Your assignment. In the records below, find the line containing "Find track lane" and retype it and every line after it exactly, adding nothing.

Extracted information.
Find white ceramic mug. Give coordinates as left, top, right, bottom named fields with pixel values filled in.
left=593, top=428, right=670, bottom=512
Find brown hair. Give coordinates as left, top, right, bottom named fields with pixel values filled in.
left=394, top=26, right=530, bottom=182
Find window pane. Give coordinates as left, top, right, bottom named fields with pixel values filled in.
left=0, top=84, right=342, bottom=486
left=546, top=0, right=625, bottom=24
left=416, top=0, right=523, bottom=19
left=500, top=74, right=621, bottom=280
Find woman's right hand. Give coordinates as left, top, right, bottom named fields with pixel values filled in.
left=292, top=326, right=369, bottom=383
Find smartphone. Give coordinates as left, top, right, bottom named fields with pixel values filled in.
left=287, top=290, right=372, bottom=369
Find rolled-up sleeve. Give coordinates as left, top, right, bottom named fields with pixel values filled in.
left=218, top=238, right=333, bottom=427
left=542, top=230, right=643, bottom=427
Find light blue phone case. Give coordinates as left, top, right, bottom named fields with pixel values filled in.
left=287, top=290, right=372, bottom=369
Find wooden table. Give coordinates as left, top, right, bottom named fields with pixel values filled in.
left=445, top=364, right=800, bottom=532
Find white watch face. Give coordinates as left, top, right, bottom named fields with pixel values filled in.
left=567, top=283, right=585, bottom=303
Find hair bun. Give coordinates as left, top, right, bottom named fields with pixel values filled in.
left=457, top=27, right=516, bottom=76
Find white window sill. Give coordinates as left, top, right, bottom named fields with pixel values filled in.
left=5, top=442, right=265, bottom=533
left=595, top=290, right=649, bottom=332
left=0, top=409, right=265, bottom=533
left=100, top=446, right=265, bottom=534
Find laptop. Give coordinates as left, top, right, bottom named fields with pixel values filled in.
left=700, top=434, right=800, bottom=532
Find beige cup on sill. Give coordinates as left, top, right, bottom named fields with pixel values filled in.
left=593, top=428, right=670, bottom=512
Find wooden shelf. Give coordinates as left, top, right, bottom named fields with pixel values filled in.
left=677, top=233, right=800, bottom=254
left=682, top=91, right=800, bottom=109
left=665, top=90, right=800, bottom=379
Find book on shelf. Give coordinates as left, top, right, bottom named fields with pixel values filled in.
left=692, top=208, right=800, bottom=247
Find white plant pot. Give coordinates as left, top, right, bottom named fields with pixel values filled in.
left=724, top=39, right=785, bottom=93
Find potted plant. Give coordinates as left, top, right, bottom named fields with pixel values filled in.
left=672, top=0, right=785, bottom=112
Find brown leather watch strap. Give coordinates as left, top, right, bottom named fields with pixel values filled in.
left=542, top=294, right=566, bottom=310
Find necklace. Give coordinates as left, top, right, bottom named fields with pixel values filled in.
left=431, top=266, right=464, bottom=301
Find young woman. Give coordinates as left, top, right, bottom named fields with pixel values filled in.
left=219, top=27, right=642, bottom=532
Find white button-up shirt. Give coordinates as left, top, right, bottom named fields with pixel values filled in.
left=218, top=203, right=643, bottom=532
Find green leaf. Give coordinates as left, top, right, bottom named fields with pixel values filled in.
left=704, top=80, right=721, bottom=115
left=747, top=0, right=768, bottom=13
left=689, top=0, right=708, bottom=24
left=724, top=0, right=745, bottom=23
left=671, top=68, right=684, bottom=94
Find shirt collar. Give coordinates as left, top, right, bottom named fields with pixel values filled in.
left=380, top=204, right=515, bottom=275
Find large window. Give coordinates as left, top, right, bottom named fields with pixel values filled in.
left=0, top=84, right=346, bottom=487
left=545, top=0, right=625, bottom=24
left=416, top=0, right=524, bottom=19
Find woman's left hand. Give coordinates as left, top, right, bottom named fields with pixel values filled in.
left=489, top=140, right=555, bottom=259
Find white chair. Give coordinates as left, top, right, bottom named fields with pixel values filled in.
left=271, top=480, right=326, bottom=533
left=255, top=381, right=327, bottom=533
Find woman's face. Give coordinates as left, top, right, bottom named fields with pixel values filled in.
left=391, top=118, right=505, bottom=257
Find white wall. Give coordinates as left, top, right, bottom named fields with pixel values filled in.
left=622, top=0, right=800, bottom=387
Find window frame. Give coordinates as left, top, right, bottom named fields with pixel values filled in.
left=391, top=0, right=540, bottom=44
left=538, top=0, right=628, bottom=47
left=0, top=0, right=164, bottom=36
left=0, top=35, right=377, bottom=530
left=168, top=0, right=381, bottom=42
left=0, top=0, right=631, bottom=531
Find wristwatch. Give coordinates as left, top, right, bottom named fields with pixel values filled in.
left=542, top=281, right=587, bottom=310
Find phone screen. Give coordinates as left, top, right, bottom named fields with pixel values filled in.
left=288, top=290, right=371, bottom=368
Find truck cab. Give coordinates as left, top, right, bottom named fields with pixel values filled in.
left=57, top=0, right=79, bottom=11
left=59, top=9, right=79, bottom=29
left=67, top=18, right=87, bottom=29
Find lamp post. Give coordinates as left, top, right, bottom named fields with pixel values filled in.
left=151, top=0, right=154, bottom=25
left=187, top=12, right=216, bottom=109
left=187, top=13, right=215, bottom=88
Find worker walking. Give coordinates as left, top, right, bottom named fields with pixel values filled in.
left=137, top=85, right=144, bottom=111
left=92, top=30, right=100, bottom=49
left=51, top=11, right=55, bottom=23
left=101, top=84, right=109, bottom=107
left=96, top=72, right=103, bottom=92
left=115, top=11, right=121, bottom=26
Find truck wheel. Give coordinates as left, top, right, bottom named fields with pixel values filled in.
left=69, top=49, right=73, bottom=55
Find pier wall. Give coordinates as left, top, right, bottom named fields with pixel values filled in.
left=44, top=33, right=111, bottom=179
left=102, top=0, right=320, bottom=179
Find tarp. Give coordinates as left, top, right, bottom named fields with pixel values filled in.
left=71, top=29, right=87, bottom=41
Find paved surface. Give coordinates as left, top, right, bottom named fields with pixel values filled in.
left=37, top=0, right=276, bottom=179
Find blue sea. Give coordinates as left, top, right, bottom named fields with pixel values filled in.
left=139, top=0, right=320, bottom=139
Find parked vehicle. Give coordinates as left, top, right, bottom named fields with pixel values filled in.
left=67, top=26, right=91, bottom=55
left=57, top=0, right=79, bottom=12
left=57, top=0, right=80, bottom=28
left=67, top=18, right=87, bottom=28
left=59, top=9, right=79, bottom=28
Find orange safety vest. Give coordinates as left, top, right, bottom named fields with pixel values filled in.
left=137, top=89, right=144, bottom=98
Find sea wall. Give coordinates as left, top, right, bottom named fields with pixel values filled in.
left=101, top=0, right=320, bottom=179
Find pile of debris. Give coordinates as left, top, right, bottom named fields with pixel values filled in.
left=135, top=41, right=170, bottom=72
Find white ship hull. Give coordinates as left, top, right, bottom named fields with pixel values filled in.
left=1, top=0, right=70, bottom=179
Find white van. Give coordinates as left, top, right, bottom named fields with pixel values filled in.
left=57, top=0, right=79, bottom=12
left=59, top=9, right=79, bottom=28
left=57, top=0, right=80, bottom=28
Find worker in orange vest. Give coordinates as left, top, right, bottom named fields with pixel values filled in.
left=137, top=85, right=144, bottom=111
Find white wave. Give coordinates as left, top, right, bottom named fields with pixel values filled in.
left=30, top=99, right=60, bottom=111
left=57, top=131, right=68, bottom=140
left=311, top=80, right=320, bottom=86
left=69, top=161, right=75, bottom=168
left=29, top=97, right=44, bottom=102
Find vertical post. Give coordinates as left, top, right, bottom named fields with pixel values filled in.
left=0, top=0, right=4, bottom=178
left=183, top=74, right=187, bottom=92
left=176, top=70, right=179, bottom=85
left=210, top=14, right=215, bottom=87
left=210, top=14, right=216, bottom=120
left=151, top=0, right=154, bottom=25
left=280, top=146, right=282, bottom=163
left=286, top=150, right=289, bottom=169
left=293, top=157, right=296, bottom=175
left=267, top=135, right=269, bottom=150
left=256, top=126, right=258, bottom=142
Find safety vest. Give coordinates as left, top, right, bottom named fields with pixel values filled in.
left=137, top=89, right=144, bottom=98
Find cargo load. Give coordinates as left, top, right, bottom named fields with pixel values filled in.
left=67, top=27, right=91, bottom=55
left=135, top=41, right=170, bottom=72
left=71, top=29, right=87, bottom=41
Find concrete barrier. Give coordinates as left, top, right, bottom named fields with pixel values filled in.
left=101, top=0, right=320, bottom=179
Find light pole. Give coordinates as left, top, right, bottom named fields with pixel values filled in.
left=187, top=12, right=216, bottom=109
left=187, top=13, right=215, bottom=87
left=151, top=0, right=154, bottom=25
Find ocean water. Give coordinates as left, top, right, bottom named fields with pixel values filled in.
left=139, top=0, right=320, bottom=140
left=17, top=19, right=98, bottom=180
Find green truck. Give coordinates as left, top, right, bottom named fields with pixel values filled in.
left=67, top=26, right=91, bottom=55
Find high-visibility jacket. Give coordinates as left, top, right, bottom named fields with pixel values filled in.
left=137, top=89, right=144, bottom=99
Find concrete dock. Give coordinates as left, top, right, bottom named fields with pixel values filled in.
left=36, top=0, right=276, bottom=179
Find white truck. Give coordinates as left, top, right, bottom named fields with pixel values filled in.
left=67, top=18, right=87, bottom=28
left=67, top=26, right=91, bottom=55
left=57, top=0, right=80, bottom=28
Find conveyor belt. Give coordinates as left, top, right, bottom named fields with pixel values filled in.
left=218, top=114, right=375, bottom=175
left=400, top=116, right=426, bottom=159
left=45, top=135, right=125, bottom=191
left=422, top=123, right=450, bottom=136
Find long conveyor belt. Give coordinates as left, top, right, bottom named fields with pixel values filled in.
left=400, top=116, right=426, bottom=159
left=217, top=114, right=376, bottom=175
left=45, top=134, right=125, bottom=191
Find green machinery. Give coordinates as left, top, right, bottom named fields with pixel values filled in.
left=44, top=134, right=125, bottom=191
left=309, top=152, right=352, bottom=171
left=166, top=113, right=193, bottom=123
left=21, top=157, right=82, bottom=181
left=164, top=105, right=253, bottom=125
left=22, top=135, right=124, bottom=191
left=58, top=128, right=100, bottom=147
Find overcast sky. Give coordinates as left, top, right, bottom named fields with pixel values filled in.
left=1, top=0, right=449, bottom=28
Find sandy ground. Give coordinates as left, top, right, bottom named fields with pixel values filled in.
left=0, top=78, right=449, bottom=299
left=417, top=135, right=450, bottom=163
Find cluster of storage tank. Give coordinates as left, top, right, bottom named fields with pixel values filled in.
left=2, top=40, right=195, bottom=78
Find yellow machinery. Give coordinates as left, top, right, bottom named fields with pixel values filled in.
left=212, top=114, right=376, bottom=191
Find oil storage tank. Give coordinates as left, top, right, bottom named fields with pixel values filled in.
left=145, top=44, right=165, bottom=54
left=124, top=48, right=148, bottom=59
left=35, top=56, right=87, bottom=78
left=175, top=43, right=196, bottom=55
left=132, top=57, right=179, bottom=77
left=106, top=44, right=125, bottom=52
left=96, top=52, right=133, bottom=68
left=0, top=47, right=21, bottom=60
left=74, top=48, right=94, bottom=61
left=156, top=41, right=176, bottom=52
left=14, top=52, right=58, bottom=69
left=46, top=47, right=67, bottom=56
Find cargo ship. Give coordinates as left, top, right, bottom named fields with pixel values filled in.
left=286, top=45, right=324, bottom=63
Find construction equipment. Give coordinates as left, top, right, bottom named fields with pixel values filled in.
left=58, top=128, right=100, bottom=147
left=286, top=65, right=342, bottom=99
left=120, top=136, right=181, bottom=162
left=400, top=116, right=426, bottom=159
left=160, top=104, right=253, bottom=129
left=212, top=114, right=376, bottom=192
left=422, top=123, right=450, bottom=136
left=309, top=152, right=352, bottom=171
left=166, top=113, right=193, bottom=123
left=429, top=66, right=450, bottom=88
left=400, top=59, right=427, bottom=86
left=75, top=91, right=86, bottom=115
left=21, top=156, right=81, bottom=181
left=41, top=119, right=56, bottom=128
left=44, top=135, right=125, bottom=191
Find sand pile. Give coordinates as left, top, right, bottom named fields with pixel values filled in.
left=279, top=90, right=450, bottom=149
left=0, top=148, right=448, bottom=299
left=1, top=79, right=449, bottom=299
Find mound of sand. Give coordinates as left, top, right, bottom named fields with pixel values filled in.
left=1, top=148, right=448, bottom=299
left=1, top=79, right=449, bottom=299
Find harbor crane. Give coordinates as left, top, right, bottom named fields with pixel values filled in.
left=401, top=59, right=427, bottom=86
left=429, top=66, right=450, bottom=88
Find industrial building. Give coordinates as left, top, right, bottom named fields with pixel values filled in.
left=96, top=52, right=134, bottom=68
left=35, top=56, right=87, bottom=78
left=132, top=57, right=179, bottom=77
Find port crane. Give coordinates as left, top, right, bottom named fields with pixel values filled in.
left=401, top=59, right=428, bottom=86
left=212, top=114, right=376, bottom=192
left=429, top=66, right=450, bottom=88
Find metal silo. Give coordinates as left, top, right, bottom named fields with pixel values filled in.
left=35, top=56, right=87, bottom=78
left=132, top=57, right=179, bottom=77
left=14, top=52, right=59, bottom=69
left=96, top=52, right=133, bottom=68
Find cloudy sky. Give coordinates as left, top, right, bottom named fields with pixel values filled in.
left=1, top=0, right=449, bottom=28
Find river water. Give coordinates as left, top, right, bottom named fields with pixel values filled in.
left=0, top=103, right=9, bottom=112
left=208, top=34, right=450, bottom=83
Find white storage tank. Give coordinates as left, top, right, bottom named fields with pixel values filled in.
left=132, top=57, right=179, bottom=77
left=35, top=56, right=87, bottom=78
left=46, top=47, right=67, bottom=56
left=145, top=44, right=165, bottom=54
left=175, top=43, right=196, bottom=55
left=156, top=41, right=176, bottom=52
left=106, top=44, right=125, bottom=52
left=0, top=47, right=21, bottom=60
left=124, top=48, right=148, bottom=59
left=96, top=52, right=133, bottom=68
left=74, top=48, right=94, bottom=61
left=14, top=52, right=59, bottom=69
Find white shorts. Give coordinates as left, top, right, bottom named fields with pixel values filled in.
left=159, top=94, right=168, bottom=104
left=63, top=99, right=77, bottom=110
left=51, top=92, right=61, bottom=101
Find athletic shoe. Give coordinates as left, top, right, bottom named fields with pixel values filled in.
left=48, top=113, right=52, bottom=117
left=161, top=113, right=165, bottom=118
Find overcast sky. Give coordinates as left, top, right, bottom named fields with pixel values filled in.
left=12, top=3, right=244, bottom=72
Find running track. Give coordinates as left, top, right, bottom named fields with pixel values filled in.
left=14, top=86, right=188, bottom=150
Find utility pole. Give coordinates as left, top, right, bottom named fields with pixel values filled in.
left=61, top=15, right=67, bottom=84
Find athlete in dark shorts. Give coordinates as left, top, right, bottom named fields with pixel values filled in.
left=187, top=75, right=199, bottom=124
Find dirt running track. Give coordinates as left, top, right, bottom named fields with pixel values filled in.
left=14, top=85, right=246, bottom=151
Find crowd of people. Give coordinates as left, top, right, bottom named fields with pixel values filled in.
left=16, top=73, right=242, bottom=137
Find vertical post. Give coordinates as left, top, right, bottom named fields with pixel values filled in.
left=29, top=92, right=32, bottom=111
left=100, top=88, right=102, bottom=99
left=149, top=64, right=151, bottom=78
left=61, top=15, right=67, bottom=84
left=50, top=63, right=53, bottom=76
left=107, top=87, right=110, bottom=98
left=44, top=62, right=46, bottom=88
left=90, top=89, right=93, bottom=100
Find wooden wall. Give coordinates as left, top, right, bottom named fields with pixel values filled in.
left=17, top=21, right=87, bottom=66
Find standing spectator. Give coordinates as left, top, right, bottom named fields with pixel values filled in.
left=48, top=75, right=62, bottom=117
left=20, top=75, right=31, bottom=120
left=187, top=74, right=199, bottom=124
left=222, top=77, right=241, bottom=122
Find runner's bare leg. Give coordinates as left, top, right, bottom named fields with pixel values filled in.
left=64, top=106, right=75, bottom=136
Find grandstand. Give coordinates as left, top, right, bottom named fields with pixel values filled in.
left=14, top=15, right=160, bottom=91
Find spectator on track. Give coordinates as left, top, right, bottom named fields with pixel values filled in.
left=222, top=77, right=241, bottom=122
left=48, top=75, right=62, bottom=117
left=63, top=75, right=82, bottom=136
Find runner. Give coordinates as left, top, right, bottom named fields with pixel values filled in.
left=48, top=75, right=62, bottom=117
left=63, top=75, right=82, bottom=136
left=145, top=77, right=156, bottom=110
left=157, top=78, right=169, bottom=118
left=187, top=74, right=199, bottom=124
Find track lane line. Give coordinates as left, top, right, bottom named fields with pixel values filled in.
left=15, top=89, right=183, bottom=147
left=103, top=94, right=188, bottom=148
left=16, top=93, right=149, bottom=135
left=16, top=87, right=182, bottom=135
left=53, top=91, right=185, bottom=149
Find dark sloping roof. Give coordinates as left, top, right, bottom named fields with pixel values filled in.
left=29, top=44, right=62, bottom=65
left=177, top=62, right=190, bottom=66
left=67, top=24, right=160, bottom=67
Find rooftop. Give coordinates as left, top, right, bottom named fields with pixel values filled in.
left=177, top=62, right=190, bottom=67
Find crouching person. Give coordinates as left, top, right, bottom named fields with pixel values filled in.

Your response.
Find track lane line. Give coordinates as left, top, right, bottom named fields with pixel values filled in.
left=15, top=89, right=183, bottom=147
left=103, top=94, right=188, bottom=148
left=16, top=93, right=149, bottom=135
left=16, top=87, right=182, bottom=135
left=53, top=91, right=185, bottom=149
Find dark sloping roof. Give coordinates as left, top, right, bottom named fields with pixel values filled in.
left=29, top=44, right=62, bottom=65
left=177, top=62, right=190, bottom=66
left=67, top=24, right=160, bottom=67
Find rooftop. Give coordinates as left, top, right, bottom named fields with pixel values filled in.
left=177, top=62, right=190, bottom=67
Find crouching person. Give coordinates as left, top, right, bottom named fields with pixel values filled in.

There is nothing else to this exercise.